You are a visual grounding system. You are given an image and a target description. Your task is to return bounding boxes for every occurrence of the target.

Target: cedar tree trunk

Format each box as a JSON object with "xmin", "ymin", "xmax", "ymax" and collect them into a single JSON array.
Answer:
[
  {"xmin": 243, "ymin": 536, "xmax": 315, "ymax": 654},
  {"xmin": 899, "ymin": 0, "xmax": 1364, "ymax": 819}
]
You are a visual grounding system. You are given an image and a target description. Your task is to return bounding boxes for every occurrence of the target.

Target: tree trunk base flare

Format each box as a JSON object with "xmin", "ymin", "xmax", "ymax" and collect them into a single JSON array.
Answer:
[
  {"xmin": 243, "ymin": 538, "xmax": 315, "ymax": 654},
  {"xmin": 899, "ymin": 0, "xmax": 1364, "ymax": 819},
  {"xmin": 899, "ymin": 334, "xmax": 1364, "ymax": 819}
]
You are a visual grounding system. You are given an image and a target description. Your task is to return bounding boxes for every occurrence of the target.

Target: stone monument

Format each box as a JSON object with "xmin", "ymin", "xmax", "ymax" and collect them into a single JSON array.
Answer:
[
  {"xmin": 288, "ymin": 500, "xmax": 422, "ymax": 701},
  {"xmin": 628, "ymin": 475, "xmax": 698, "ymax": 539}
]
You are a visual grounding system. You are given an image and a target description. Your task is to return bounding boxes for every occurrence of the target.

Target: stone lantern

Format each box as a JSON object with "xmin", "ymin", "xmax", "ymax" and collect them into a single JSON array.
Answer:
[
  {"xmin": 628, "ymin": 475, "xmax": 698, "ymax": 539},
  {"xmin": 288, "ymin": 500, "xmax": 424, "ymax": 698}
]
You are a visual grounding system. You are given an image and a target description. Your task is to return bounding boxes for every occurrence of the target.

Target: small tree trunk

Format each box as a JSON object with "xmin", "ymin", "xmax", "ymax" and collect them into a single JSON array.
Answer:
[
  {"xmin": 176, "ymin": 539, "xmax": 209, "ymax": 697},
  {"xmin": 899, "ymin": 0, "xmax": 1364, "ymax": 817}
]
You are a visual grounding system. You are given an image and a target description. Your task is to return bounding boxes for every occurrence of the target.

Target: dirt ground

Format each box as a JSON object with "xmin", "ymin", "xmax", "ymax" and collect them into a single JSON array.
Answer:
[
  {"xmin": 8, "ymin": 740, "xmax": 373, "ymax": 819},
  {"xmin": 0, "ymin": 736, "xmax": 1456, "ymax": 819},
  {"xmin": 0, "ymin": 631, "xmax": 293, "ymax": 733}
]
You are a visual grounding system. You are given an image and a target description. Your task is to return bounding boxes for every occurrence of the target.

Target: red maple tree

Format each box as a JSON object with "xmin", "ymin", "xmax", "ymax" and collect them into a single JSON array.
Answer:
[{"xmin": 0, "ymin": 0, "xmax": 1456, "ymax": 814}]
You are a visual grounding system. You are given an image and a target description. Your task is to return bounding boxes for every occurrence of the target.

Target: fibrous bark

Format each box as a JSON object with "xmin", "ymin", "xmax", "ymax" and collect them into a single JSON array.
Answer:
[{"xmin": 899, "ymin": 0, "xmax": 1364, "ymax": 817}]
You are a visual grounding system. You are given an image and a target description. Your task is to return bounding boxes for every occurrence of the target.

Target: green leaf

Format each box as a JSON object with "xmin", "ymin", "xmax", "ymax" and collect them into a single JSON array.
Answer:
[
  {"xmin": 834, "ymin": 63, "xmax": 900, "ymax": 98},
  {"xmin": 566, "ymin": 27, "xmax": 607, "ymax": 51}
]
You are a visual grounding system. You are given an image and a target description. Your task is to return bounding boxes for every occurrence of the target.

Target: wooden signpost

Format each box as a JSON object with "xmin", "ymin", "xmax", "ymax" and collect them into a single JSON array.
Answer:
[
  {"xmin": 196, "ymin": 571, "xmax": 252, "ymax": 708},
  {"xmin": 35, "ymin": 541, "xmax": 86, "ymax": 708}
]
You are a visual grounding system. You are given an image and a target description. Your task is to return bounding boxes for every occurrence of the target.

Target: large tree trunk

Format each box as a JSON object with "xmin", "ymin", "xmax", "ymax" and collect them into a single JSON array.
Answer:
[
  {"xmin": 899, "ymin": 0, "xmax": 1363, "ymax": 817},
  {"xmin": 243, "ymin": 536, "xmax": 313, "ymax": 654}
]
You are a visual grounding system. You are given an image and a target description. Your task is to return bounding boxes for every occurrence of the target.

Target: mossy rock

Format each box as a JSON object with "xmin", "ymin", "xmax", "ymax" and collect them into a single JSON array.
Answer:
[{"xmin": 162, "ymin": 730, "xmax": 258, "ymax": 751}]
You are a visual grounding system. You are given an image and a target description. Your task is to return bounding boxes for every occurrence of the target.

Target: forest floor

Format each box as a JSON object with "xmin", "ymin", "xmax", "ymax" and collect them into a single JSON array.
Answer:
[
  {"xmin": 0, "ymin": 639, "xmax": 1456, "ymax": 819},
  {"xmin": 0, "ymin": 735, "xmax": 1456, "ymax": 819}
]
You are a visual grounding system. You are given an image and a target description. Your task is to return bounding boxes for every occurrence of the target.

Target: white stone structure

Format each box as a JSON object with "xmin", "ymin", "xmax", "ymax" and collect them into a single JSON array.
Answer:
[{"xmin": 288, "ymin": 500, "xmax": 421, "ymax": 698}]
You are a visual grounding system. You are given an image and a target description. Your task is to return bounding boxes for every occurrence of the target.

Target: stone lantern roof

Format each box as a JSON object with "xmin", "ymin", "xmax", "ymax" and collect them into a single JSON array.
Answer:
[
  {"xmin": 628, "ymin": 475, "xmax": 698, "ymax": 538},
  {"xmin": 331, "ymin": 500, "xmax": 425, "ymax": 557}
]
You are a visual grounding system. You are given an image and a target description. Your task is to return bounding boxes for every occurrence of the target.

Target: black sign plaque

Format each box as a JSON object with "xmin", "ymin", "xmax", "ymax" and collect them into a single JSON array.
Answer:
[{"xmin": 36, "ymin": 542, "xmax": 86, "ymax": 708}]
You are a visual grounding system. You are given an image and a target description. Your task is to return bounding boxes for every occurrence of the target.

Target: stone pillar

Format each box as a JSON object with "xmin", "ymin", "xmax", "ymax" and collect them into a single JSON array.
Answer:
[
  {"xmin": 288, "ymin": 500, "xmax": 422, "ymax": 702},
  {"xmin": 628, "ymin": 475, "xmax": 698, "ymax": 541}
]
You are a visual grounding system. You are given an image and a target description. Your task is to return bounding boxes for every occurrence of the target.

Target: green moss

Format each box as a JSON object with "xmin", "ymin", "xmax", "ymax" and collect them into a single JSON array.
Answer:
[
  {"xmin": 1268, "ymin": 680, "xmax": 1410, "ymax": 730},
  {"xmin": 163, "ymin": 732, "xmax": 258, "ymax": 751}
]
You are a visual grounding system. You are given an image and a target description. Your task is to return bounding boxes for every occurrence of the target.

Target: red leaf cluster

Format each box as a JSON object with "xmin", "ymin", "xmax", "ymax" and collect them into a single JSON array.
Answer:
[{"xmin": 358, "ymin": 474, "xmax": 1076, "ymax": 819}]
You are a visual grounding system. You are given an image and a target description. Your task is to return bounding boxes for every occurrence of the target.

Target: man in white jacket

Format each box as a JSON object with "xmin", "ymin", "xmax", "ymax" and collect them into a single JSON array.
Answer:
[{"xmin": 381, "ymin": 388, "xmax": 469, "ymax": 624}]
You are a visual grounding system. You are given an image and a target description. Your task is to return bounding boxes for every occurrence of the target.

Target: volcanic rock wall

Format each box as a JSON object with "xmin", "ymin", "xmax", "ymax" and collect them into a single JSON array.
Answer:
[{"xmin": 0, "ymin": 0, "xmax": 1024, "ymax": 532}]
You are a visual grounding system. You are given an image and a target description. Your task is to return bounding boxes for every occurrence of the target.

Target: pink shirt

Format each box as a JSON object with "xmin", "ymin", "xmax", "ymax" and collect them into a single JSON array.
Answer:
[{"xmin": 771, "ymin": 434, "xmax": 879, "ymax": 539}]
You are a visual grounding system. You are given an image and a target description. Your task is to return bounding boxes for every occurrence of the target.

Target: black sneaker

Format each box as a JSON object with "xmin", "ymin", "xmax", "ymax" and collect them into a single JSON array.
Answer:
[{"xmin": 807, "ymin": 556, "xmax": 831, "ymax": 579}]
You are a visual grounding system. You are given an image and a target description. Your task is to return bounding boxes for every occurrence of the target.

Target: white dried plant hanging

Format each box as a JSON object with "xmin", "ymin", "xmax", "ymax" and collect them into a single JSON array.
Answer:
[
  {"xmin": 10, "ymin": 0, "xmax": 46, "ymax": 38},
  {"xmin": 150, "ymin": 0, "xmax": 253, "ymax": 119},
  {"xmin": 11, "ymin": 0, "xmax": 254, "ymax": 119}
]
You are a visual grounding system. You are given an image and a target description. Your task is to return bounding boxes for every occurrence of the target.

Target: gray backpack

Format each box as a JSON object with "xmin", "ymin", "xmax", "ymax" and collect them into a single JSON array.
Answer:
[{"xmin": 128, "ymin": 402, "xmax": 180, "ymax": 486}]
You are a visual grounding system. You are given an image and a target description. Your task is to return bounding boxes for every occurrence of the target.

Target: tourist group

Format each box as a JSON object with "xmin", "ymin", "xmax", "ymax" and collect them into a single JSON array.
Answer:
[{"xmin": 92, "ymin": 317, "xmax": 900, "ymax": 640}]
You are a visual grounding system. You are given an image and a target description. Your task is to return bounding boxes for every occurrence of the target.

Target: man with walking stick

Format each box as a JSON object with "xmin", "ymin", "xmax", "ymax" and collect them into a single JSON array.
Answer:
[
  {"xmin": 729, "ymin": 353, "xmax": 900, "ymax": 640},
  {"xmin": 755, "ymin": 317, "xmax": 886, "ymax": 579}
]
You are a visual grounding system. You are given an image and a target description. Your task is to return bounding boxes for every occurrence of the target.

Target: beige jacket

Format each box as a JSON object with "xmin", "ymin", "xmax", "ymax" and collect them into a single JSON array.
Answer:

» **Your objective**
Count the lines of the data above that contain the word "white" and give only that number.

» **Correct output**
3